INFORMATION Start Marker
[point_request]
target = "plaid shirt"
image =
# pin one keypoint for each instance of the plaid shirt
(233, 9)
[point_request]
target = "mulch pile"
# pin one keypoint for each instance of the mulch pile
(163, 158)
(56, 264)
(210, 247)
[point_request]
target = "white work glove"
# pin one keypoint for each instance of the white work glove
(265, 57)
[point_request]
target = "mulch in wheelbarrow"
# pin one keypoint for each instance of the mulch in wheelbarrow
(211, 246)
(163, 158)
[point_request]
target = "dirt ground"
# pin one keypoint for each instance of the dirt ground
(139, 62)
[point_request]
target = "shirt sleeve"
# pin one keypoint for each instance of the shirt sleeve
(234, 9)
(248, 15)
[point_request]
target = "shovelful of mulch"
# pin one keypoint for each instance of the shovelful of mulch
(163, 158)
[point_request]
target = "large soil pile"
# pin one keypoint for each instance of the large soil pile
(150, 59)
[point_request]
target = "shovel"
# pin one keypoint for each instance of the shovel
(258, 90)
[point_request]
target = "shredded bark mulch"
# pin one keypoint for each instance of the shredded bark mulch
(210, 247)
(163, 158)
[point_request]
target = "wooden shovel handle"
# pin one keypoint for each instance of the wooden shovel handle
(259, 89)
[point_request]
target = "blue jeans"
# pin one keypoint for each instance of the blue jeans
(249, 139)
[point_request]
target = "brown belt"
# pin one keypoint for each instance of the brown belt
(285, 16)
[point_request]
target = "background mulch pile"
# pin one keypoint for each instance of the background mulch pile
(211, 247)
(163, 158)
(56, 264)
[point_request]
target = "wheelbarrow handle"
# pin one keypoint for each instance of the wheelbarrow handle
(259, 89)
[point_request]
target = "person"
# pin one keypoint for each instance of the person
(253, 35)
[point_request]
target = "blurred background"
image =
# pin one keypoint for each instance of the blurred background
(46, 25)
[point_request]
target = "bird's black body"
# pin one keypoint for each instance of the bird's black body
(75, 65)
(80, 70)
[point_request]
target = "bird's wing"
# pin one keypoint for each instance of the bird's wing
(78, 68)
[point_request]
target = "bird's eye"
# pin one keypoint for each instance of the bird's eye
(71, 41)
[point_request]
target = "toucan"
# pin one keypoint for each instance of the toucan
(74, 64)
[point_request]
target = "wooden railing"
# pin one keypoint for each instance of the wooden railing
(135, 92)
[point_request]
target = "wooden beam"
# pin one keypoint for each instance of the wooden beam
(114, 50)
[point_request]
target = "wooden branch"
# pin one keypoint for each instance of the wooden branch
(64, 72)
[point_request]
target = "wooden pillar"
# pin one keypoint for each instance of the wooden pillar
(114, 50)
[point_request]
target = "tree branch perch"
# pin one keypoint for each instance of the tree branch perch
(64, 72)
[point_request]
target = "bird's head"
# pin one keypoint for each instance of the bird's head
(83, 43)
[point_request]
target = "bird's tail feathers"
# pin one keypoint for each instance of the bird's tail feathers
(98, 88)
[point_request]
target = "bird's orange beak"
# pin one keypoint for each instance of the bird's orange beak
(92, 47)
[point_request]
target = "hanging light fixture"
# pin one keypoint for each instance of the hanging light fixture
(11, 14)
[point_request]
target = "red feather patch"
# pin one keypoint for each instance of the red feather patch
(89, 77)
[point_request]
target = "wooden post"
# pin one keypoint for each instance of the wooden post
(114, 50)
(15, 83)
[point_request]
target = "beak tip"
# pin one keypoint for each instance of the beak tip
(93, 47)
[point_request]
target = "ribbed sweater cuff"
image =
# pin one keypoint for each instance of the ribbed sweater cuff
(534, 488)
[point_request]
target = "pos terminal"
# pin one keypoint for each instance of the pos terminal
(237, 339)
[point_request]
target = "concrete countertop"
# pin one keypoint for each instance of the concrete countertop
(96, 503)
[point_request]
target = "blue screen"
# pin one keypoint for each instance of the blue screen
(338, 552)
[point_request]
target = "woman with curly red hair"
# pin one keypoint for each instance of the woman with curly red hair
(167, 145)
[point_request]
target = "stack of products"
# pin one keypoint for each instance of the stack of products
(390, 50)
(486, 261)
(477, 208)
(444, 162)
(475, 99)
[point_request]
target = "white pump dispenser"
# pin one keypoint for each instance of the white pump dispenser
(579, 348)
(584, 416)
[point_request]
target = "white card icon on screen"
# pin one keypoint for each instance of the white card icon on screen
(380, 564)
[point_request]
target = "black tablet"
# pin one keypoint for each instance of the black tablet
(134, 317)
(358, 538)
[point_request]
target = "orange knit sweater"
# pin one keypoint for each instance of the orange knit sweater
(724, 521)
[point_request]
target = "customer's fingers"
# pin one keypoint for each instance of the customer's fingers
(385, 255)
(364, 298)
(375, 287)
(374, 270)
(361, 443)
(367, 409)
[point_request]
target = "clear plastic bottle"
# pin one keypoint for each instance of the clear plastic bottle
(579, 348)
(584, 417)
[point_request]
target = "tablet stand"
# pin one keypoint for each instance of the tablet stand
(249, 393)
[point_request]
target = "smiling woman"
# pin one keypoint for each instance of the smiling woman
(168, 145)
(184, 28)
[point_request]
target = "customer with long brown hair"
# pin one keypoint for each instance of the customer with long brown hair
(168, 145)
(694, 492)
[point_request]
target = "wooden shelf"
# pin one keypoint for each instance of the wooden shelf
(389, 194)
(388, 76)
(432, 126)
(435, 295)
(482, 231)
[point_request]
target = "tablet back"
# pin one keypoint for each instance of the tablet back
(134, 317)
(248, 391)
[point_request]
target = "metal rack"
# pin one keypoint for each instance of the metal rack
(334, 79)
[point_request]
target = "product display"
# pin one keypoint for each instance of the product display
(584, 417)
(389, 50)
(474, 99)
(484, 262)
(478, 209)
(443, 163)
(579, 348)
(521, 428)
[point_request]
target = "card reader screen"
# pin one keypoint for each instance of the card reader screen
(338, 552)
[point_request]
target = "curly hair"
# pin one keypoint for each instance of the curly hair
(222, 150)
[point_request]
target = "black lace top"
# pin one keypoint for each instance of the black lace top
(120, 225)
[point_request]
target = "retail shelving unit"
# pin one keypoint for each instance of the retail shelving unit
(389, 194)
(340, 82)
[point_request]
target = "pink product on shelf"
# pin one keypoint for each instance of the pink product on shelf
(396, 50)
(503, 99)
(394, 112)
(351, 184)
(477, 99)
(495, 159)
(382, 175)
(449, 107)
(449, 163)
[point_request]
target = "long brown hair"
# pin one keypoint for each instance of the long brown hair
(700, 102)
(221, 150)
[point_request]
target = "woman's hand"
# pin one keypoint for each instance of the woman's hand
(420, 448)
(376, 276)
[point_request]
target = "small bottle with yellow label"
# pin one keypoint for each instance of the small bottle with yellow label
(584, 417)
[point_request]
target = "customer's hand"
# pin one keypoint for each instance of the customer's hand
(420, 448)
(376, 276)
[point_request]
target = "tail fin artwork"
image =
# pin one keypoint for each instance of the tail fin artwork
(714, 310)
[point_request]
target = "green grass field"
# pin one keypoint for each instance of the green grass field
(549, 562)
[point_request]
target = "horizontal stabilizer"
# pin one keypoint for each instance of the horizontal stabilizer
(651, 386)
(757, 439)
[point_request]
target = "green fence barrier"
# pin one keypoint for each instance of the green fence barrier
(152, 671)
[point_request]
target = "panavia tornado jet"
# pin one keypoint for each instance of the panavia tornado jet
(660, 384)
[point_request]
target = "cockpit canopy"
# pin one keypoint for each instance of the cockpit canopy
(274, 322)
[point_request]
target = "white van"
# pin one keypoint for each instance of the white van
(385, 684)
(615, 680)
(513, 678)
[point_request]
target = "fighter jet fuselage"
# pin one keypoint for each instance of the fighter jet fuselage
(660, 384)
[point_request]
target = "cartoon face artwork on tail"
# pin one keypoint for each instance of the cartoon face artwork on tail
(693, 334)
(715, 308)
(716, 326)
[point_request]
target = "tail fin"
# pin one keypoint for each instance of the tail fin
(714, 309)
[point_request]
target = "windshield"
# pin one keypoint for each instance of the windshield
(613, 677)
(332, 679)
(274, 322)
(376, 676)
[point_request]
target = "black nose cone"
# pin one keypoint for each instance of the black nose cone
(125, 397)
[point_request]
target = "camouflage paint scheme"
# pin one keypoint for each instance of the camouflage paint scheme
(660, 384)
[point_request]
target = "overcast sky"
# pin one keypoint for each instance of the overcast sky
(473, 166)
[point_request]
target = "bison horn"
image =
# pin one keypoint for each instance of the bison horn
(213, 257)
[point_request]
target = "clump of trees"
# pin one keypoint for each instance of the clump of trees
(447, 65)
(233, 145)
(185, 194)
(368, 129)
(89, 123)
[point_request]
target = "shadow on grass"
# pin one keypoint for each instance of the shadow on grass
INFORMATION End Marker
[YOUR GOAL] Each line above that has the word "shadow" must be copied.

[TASK OUTPUT]
target = "shadow on grass"
# pin one keypoint for each instance of the shadow on grass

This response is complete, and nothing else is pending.